## Work instruction:
Copy every entry as is. Leave images out.

## Available data:
━━━━━━━━

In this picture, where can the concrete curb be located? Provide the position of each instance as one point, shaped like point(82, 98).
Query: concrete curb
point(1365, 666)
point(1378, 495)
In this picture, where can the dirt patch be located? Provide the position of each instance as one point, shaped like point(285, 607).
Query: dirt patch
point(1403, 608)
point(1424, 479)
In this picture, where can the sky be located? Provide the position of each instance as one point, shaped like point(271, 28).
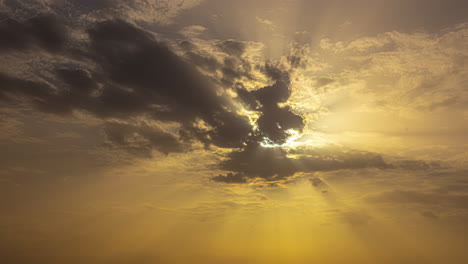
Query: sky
point(222, 131)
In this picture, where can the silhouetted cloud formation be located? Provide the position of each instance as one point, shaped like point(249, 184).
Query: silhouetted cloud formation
point(46, 32)
point(122, 72)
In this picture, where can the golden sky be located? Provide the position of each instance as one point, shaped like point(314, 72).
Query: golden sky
point(222, 131)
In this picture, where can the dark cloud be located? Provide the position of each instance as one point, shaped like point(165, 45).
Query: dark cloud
point(137, 75)
point(429, 214)
point(274, 120)
point(420, 198)
point(45, 32)
point(141, 139)
point(273, 163)
point(230, 178)
point(123, 72)
point(232, 47)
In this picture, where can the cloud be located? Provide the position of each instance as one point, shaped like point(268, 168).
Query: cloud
point(256, 161)
point(420, 198)
point(141, 139)
point(46, 32)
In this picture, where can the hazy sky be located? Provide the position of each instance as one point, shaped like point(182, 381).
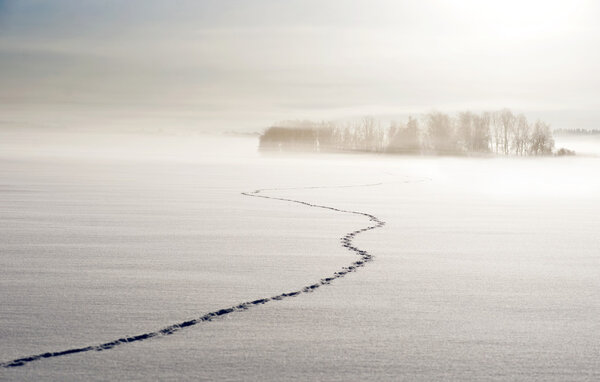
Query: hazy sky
point(244, 64)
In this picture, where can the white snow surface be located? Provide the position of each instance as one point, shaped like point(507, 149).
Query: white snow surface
point(486, 269)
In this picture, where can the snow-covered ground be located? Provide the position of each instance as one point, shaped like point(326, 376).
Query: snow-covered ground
point(486, 269)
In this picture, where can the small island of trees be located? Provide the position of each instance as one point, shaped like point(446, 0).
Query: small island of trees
point(435, 133)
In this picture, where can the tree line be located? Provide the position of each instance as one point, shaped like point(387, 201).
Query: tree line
point(500, 132)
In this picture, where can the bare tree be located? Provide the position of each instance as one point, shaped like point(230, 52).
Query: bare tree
point(542, 142)
point(404, 139)
point(520, 137)
point(440, 133)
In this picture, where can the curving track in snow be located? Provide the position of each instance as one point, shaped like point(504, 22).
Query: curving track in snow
point(346, 241)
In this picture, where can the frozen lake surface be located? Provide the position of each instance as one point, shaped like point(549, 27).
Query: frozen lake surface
point(486, 269)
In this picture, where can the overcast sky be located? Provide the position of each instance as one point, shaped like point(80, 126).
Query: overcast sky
point(243, 64)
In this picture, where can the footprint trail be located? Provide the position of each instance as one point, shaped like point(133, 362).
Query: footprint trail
point(346, 241)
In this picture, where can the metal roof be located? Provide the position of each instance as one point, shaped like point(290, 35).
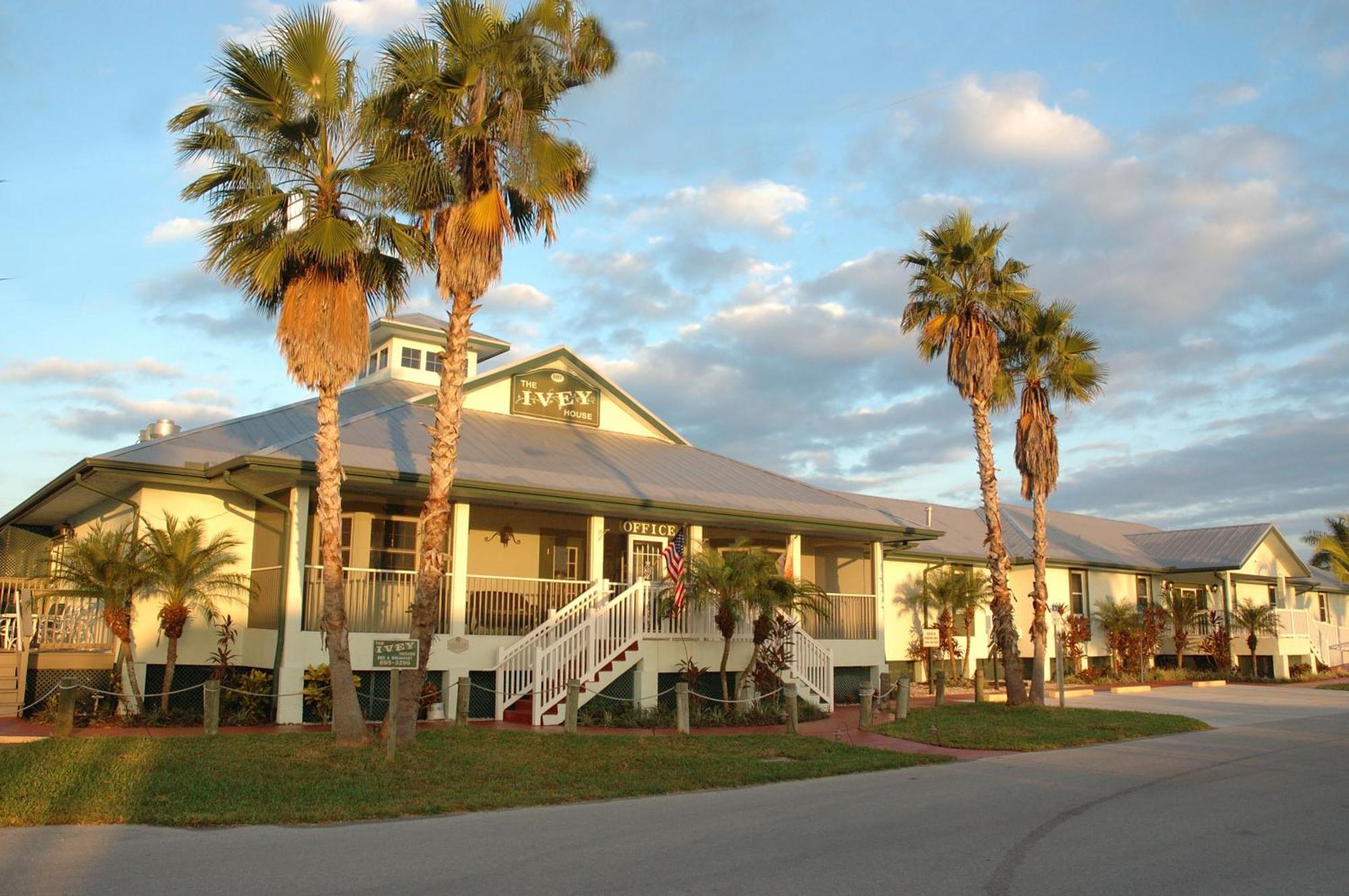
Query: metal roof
point(1213, 548)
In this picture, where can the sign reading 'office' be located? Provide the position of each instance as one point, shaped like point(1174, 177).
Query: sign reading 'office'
point(555, 394)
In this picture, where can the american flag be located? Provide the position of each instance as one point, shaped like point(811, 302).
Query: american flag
point(674, 556)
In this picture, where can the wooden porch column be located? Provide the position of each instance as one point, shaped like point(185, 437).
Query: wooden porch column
point(458, 568)
point(879, 590)
point(291, 676)
point(594, 548)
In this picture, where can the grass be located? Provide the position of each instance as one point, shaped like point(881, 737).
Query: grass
point(252, 779)
point(992, 726)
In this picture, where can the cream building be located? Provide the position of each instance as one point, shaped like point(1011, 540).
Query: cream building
point(567, 493)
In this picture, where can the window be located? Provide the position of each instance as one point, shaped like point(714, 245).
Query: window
point(1079, 591)
point(393, 544)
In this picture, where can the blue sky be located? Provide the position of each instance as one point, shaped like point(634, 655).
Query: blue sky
point(1176, 169)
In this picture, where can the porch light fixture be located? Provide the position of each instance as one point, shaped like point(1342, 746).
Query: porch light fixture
point(505, 535)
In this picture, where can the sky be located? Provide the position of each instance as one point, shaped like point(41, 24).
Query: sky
point(1174, 169)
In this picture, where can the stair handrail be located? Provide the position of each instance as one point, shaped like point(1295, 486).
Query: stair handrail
point(516, 663)
point(813, 665)
point(610, 628)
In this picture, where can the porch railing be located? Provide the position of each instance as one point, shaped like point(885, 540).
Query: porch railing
point(852, 618)
point(378, 601)
point(511, 605)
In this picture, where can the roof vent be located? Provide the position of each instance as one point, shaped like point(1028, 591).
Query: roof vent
point(159, 429)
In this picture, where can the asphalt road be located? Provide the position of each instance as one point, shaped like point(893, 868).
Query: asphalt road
point(1253, 807)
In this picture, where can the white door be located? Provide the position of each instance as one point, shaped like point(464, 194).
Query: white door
point(644, 558)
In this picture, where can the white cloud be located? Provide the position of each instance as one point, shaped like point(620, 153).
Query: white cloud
point(176, 230)
point(64, 370)
point(376, 17)
point(762, 207)
point(1008, 119)
point(1236, 95)
point(516, 297)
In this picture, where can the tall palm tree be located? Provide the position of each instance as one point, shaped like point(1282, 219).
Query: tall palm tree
point(1120, 624)
point(109, 566)
point(1331, 548)
point(467, 107)
point(300, 233)
point(1184, 613)
point(1257, 620)
point(1053, 361)
point(960, 291)
point(191, 572)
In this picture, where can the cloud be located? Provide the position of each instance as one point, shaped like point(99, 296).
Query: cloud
point(762, 207)
point(376, 17)
point(107, 413)
point(176, 230)
point(1008, 121)
point(63, 370)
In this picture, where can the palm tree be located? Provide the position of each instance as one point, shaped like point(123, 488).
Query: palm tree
point(1331, 548)
point(1257, 620)
point(467, 110)
point(1120, 624)
point(299, 230)
point(191, 572)
point(1184, 613)
point(960, 291)
point(771, 594)
point(1052, 359)
point(109, 566)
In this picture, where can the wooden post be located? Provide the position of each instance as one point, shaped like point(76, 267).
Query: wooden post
point(67, 707)
point(574, 702)
point(211, 707)
point(392, 719)
point(462, 700)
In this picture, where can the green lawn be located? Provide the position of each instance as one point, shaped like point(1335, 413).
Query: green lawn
point(992, 726)
point(306, 777)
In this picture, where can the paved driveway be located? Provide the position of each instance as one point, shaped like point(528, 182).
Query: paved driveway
point(1227, 706)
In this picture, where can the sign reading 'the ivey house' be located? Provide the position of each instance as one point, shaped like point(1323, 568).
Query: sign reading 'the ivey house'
point(555, 394)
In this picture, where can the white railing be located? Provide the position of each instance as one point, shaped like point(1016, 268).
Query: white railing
point(516, 663)
point(852, 618)
point(67, 622)
point(1292, 622)
point(813, 665)
point(1331, 643)
point(608, 629)
point(511, 605)
point(378, 601)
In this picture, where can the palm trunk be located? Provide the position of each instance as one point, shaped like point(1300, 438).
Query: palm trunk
point(1039, 601)
point(171, 665)
point(1004, 624)
point(435, 516)
point(349, 725)
point(726, 656)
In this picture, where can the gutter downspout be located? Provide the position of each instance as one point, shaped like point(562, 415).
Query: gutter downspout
point(285, 579)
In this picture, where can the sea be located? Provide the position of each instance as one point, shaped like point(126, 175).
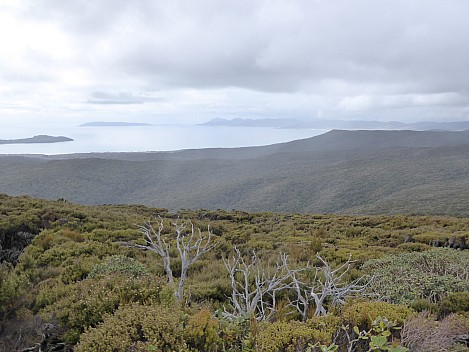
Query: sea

━━━━━━━━

## Answer to the exercise:
In this picture, where can the concrete curb be located? Provide the position of each instance as one point, shaped like point(82, 98).
Query: concrete curb
point(1365, 666)
point(1378, 495)
In this picture, where can the dirt patch be located? Provide the position of each instance as one point, shaped like point(285, 607).
Query: dirt patch
point(1403, 608)
point(1424, 479)
In this picture, where can the sky be located? Provide the position of each instance as one point, shaped like point(271, 28).
Query: sky
point(222, 131)
In this picture, where can the silhouetted cloud formation be located? Provide the position of each instance as one point, shaped like point(249, 184).
Query: silhouetted cloud formation
point(46, 32)
point(122, 72)
In this picture, where can the golden sky be located? Provide the position of each instance as one point, shaped like point(314, 72).
Query: golden sky
point(222, 131)
In this picture, where can the dark cloud be located? Provide the position of each instance as one point, shaped like point(165, 45).
Query: dark cloud
point(137, 75)
point(429, 214)
point(274, 120)
point(420, 198)
point(45, 32)
point(141, 139)
point(273, 163)
point(230, 178)
point(123, 72)
point(232, 47)
In this picture, where can the cloud be located? Provide the position of each instance as one point, shaped like point(268, 168).
Query: cloud
point(256, 161)
point(420, 198)
point(141, 139)
point(46, 32)
In this picture, where can the hazy sky be located? Provide the position of each instance as one point, shaped like point(182, 381).
Query: hazy sky
point(244, 64)
In this picture, where can the white snow surface be located? Provide the position of each instance as one point, shaped like point(507, 149).
Query: white snow surface
point(486, 269)
In this picture, where can the snow-covered ground be located? Provide the position of each instance as one point, shaped like point(326, 376).
Query: snow-covered ground
point(486, 269)
In this picture, where can the small island of trees be located? Provide the position of each instance as one point, shaped like point(446, 0).
Query: small island of trees
point(435, 133)
In this picture, where can the tree line be located? Provide the position of each instance as one point, shaped like point(387, 201).
Query: tree line
point(500, 132)
In this picture, where can the bare tree be located? Provide the position of each instance as one point, shaped like point(230, 52).
Query: bare tree
point(542, 142)
point(404, 139)
point(520, 137)
point(440, 133)
In this picture, where can the curving track in snow be located? Provide the position of each instance as one point, shaped like point(504, 22).
Query: curving track in snow
point(346, 241)
In this picture, where can the frozen lake surface be located? Provide the position of each instance as one point, shaped like point(549, 27).
Query: frozen lake surface
point(486, 269)
In this picture, where can the overcast sky be located? Provide the position of each instance as one point, shaped like point(80, 126).
Query: overcast sky
point(243, 64)
In this picture, where can the footprint trail be located? Provide the position of each instance as one point, shaped like point(133, 362).
Query: footprint trail
point(346, 241)
In this picture, where can the metal roof be located? Provide the position of each instance as one point, shaped like point(290, 35).
Query: metal roof
point(1213, 548)
In this picture, where can the sign reading 'office' be located? Provide the position of each instance as one point, shaped like point(1174, 177).
Query: sign reading 'office'
point(555, 394)
In this picture, where can the american flag be located? Provide the position of each instance as one point, shaped like point(811, 302).
Query: american flag
point(674, 556)
In this picture, where can the wooden porch column be located? Provide the position of each instance as one point, shaped like point(185, 437).
Query: wooden porch column
point(458, 568)
point(879, 590)
point(291, 676)
point(594, 548)
In this picture, where can the grass be located? Provide the position of each instance as one point, shaped like point(881, 737).
Query: grass
point(252, 779)
point(992, 726)
In this picture, where can the cream building be located? Provide the position of each instance as one point, shaped like point(1011, 540).
Query: cream building
point(567, 493)
In this picture, where can the window be located? Provide the position of each instance as one point, shaped like point(714, 245).
Query: window
point(1079, 591)
point(393, 544)
In this picture, where can the blue sky be located? Provide the position of each instance as one point, shaped like point(634, 655).
Query: blue sky
point(1176, 169)
In this picture, where can the porch light fixture be located? Provide the position of each instance as one point, shaped like point(1342, 746).
Query: porch light fixture
point(505, 535)
In this picture, where can the sky be located? Provide the position of each instance as one point, shaped like point(41, 24).
Query: sky
point(1174, 169)
In this picture, where can the stair handrail be located? Provide the position of each instance as one point, shaped like point(1295, 486).
Query: stair handrail
point(516, 663)
point(813, 665)
point(610, 628)
In this picture, where can the porch railing be located? Provide the position of each instance as one point, shaped like point(885, 540).
Query: porch railing
point(852, 618)
point(378, 601)
point(511, 605)
In this picture, where can the roof vent be located? Provide the position of each instance as one point, shaped like point(1028, 591).
Query: roof vent
point(159, 429)
In this picture, where can the asphalt road be located? Provide the position of each instance as one point, shaped like point(893, 868).
Query: asphalt road
point(1253, 807)
In this picture, where can the white door be located? Provide the position of each instance as one point, shaped like point(464, 194).
Query: white door
point(644, 558)
In this picture, where can the white cloud be located? Provide the position of each instance as one point, shaped like point(620, 153).
Query: white cloud
point(176, 230)
point(64, 370)
point(376, 17)
point(762, 207)
point(1008, 119)
point(1236, 95)
point(516, 297)
In this picture, where can the tall palm tree be located? Provide the position of each instance as one point, shaped like point(1282, 219).
Query: tall palm tree
point(1120, 624)
point(109, 566)
point(1331, 548)
point(467, 107)
point(300, 233)
point(1184, 613)
point(1257, 620)
point(1053, 361)
point(960, 291)
point(191, 572)
In this picture, where can the cloud be located? Provide the position of each instance as one point, shaped like point(99, 296).
Query: cloud
point(762, 207)
point(376, 17)
point(107, 413)
point(176, 230)
point(1008, 121)
point(63, 370)
In this picture, where can the palm tree be located? Provide the position of each instance as one point, shaped like point(123, 488).
Query: palm tree
point(1331, 548)
point(1257, 620)
point(467, 110)
point(1120, 624)
point(299, 230)
point(191, 572)
point(1184, 613)
point(960, 291)
point(771, 594)
point(1052, 359)
point(109, 566)
In this picture, where can the wooden post be located? Provide the position of each instance as one point, shaped like point(76, 267).
Query: wooden post
point(67, 707)
point(574, 702)
point(211, 707)
point(392, 719)
point(462, 700)
In this picture, where can the green lawn be located? Provide the position of each instance as one point, shaped like point(1335, 413).
Query: green lawn
point(992, 726)
point(306, 777)
In this picture, where can the paved driveway be located? Provide the position of each instance as one point, shaped like point(528, 182).
Query: paved driveway
point(1227, 706)
In this picture, where can the sign reading 'the ivey house' be located? Provide the position of each instance as one point, shaped like point(1323, 568).
Query: sign reading 'the ivey house'
point(555, 394)
In this picture, where can the white railing be located? Provide the position of each instance as one point, shaped like point(1016, 268).
Query: white railing
point(516, 663)
point(852, 618)
point(67, 622)
point(1292, 622)
point(813, 665)
point(1331, 643)
point(608, 629)
point(511, 605)
point(378, 601)
In this picture, where can the palm trunk be located? Provide the position of each instance as one point, shaped like point(1300, 438).
Query: palm trunk
point(1039, 601)
point(171, 665)
point(1004, 624)
point(435, 516)
point(349, 725)
point(726, 656)
In this picture, where can the gutter downspout be located? Provide the position of each instance as one point, shaped like point(562, 415).
Query: gutter downspout
point(285, 579)
In this picture, where can the sea be located? Provide the position of each instance as one point, shaped like point(126, 175).
Query: sea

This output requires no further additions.